**Text to read**
Why Environment Management Plans matter in maintaining reliable energy and wildlife habitats
June 8, 2022
We all play an important part in ensuring BC’s natural spaces continue to thrive. As an energy solutions provider, delivering both hydroelectricity and natural gas to British Columbia’s Interior, protecting the natural spaces around our operations is a top priority.
Through an upgrade project at our Lower Bonnington Dam, two of our qualified environmental professionals, James Baxter and Serina Swanson, were part of the process before the project even started to ensure all environmental requirements were met and they continue to work with the operations team throughout the construction process.
Protecting natural spaces around our hydroelectric dams
We own and operate four hydroelectric dams on the Kootenay River–Upper Bonnington, Lower Bonnington, Corra Lin and South Slocan, which together provide approximately 45 per cent of the annual electricity needs of our customers.
The Lower Bonnington Dam, located approximately 18 kilometres southwest of Nelson was originally built in 1897 and then re-built in 1924 to include a new plant and three generating units. The facility has run continually since with regular maintenance and upgrades over the years. Maintaining and upgrading our hydroelectric dams is critical to making sure we can continue to provide customers with reliable and safe energy for years to come.
The Lower Bonnington Dam is located on the Kootenay River approximately 18 kilometres southwest of Nelson.

**Recorded information**

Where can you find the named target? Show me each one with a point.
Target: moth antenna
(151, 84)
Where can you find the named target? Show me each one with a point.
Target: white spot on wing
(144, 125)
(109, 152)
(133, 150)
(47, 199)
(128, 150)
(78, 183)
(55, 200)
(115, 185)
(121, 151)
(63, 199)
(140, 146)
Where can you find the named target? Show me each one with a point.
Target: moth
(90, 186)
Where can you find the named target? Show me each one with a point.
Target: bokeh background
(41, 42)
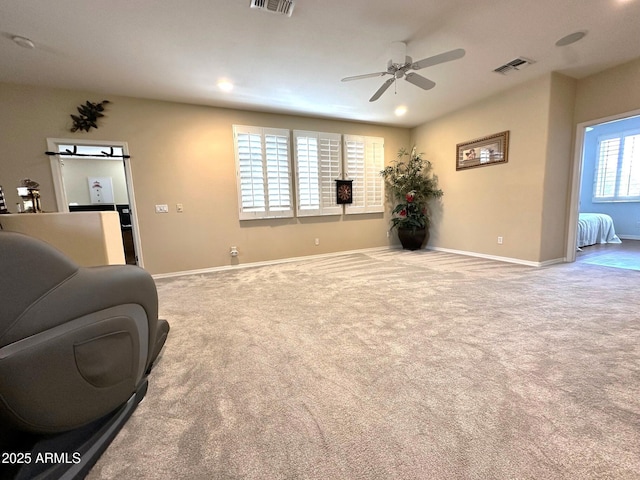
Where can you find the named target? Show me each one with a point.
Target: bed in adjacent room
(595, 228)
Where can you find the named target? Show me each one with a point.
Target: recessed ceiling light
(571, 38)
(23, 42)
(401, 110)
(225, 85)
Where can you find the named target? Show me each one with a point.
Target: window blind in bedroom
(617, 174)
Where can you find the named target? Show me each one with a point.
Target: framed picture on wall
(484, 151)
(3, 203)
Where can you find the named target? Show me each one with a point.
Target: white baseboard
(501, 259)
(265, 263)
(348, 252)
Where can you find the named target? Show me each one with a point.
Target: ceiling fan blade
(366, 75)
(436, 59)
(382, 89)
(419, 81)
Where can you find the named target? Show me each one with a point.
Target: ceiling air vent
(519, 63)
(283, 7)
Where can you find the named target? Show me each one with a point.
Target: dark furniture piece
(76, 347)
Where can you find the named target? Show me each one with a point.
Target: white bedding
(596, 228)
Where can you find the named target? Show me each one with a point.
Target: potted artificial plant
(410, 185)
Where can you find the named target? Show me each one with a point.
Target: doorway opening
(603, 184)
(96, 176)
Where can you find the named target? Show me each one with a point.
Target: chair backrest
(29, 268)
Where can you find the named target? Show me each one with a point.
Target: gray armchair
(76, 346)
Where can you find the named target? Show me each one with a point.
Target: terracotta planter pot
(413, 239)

**Problems to solve**
(a) According to the article on Environment Management Plans, in what year was the Lower Bonnington Dam rebuilt?
(b) Reproduce, without any change, the passage of the article on Environment Management Plans that opens with the words containing "Protecting natural spaces" and closes with "southwest of Nelson.".
(c) Write the next portion of the article on Environment Management Plans, beginning after its final sentence.
The material has no connection to the article on Environment Management Plans.

**In response**
(a) It was rebuilt in 1924.

(b)
Protecting natural spaces around our hydroelectric dams
We own and operate four hydroelectric dams on the Kootenay River–Upper Bonnington, Lower Bonnington, Corra Lin and South Slocan, which together provide approximately 45 per cent of the annual electricity needs of our customers.
The Lower Bonnington Dam, located approximately 18 kilometres southwest of Nelson was originally built in 1897 and then re-built in 1924 to include a new plant and three generating units. The facility has run continually since with regular maintenance and upgrades over the years. Maintaining and upgrading our hydroelectric dams is critical to making sure we can continue to provide customers with reliable and safe energy for years to come.
The Lower Bonnington Dam is located on the Kootenay River approximately 18 kilometres southwest of Nelson.

(c)
This maintenance project includes rehabilitation of the tailrace pier, the channel that carries water away from the dam, which involves updating and replacing sections of the concrete. While this work is critical to maintaining the infrastructure, it’s important that we are aware of the environmental impacts that could be associated with the work.
Let’s take a look at how we are protecting the aquatic species and spaces through this project.
Environmentally responsible project planning
Protecting aquatic and terrestrial habitats during all stages of a project is top of mind during the planning process. This involves identifying, managing and mitigating environmental risks associated with operations and project work.
It can be difficult to manage the impacts of construction activities without affecting the surrounding environment. Before any construction work can begin, our qualified environmental professionals put together an in-depth Environment Management Plan (EMP) to identify any potential impacts on the environment.
“Minimizing our environmental impact requires excellent communication between all members of our environment and project teams,” said Serina Swanson, environmental specialist, FortisBC. “We work alongside the operations team throughout the duration of the project to make sure that all construction activities comply with environmental regulations.”
The EMP covers all environmental aspects of a project from start to finish–including everything from aquatic resource management to waste management. If any unforeseen environmental incidents arise, all work must come to a stop so that the environment team can assess and rectify the situation before moving forward with construction.
This process was put into action when our environment team worked on a concrete rehabilitation project at the Lower Bonnington dam.
Concrete rehabilitation project at our Lower Bonnington hydroelectric facility on the Kootenay River.
Protecting aquatic and terrestrial habitats is a priority
The Lower Bonnington Dam is located along the Kootenay River where there are many different fish species, wildlife, invertebrates and other aquatic life. You may find species such as bull trout, kokanee salmon and rainbow trout swimming through these waters.
Due to the nature of the upgrade work, the tailrace channel that carries water away from the dam is lowered to complete the concrete repair. Lowering the tailrace can cause water levels to change, which can lead to potential impacts on aquatics species.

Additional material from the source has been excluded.